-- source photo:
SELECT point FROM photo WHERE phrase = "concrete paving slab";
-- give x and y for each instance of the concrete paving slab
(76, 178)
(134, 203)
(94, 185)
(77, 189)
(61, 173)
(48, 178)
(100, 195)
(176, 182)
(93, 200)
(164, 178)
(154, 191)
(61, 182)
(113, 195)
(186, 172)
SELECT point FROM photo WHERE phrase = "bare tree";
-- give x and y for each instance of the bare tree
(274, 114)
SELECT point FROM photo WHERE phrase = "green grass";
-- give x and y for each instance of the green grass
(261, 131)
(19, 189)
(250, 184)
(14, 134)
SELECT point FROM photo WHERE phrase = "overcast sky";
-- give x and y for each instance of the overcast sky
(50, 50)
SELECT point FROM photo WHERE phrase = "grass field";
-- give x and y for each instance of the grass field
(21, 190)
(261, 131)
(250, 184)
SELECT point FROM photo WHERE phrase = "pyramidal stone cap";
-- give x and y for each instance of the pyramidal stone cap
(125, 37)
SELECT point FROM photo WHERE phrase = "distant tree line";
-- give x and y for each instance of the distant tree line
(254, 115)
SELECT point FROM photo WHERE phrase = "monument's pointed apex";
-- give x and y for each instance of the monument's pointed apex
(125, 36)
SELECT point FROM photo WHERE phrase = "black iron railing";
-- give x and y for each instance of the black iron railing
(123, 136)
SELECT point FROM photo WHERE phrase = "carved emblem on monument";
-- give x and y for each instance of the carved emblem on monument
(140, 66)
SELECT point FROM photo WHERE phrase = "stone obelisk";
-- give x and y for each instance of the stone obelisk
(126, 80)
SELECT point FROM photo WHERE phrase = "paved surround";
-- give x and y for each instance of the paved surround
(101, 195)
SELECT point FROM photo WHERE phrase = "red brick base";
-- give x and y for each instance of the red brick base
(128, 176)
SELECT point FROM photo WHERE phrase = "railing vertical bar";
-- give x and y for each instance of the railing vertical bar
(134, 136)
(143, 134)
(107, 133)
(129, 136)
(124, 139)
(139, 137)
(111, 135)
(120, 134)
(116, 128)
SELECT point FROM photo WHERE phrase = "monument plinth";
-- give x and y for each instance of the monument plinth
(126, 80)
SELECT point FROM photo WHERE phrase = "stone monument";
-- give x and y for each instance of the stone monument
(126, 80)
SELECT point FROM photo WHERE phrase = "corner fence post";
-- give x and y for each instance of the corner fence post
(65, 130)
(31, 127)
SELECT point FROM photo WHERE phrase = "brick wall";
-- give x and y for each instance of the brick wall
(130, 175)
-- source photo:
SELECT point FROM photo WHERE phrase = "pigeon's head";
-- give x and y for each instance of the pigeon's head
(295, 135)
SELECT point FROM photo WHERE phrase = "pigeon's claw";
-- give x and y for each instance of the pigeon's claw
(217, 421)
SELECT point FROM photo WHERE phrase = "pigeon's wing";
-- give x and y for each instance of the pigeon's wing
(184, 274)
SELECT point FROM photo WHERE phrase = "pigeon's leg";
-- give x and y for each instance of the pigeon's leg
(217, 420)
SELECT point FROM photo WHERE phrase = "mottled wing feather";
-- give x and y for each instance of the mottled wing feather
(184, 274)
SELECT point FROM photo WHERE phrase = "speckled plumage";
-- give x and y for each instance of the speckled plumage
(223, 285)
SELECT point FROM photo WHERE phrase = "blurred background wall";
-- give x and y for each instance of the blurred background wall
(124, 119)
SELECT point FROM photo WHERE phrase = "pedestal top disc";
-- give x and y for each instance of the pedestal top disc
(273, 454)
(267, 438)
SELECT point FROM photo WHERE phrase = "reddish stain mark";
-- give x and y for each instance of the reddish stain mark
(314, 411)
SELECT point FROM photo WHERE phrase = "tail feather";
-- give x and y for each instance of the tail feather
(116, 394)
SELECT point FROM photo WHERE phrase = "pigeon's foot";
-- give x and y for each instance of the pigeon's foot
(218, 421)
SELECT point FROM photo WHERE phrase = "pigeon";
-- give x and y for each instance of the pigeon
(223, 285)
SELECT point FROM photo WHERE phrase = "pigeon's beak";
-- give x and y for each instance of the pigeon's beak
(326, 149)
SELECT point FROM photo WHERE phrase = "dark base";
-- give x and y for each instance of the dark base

## [Written problem]
Return every line of the material exactly.

## [Full solution]
-- source photo:
SELECT point FROM photo WHERE phrase = "concrete paving slab";
-- give x and y for each instance of the concrete paving slab
(76, 178)
(134, 203)
(94, 185)
(77, 189)
(61, 173)
(48, 178)
(100, 195)
(176, 182)
(93, 200)
(164, 178)
(154, 191)
(61, 182)
(113, 195)
(186, 172)
SELECT point FROM photo WHERE phrase = "bare tree";
-- give x and y for each instance of the bare tree
(274, 114)
SELECT point FROM photo WHERE phrase = "green grass";
-- give x and y for each instance of the green grass
(261, 131)
(19, 189)
(250, 184)
(14, 134)
SELECT point FROM photo WHERE phrase = "overcast sky";
-- give x and y for each instance of the overcast sky
(50, 50)
SELECT point FROM photo WHERE phrase = "grass field";
-- give x and y for each instance of the grass field
(21, 190)
(261, 131)
(250, 184)
SELECT point FROM photo WHERE phrase = "pyramidal stone cap";
-- give x and y for each instance of the pyramidal stone cap
(125, 37)
SELECT point FROM photo WHERE phrase = "distant tree line";
-- give x and y for each instance of the distant tree line
(254, 115)
SELECT point FROM photo WHERE phrase = "monument's pointed apex";
-- give x and y for each instance of the monument's pointed apex
(125, 36)
SELECT point FROM photo WHERE phrase = "black iron railing";
-- give x and y for each instance of the black iron railing
(123, 136)
SELECT point FROM photo WHERE phrase = "carved emblem on monument";
-- give x and y for each instance of the carved emblem on monument
(140, 66)
SELECT point FROM photo WHERE phrase = "stone obelisk";
-- give x and y for each instance of the stone obelisk
(126, 80)
SELECT point FROM photo WHERE phrase = "paved surround";
-- give x and y for each instance of the paved surround
(101, 195)
SELECT point FROM photo WHERE phrase = "red brick base";
-- give x and y for each instance of the red brick base
(128, 176)
SELECT point FROM photo WHERE phrase = "railing vertical bar";
-- give x and y for each instance of the railing vertical bar
(134, 136)
(143, 134)
(107, 133)
(129, 136)
(124, 139)
(139, 137)
(111, 135)
(120, 134)
(116, 128)
SELECT point FROM photo WHERE phrase = "monument plinth";
-- give x and y for each instance of the monument plinth
(126, 80)
SELECT point FROM photo WHERE phrase = "stone monument";
-- give x and y for each instance of the stone monument
(126, 80)
SELECT point FROM photo WHERE phrase = "corner fence post";
-- give x and y for each instance of the corner fence post
(65, 130)
(31, 127)
SELECT point FROM photo WHERE phrase = "brick wall";
-- give x and y for each instance of the brick wall
(130, 175)
-- source photo:
SELECT point FROM photo WHERE phrase = "pigeon's head";
-- give x and y for each instance of the pigeon's head
(295, 135)
SELECT point FROM photo WHERE phrase = "pigeon's claw";
-- give x and y for each instance of the pigeon's claw
(217, 421)
SELECT point FROM photo WHERE phrase = "pigeon's wing";
-- give x and y for each instance of the pigeon's wing
(184, 274)
SELECT point FROM photo WHERE phrase = "pigeon's leg";
-- give x and y for each instance of the pigeon's leg
(217, 420)
SELECT point FROM photo WHERE phrase = "mottled wing feather";
-- give x and y for each instance of the mottled wing feather
(184, 274)
SELECT point FROM photo WHERE phrase = "speckled plumage";
-- give x and y for each instance of the speckled plumage
(223, 285)
SELECT point FROM photo WHERE phrase = "blurred background wall";
-- give x and y for each instance of the blurred background wall
(124, 119)
SELECT point FROM photo WHERE phrase = "pedestal top disc";
-- give x and y for each instance of the pedestal top disc
(273, 454)
(267, 438)
SELECT point FROM photo WHERE phrase = "reddish stain mark";
-- give x and y for each instance of the reddish stain mark
(314, 411)
SELECT point FROM photo WHERE phrase = "tail feather";
-- give x and y for each instance of the tail feather
(116, 394)
SELECT point FROM photo WHERE phrase = "pigeon's foot";
-- give x and y for each instance of the pigeon's foot
(218, 421)
SELECT point FROM photo WHERE phrase = "pigeon";
-- give x and y for each instance of the pigeon
(223, 285)
SELECT point FROM photo WHERE phrase = "pigeon's beak";
-- give x and y for each instance of the pigeon's beak
(326, 149)
SELECT point FROM photo WHERE phrase = "dark base";
-- give x and y for each instance of the dark base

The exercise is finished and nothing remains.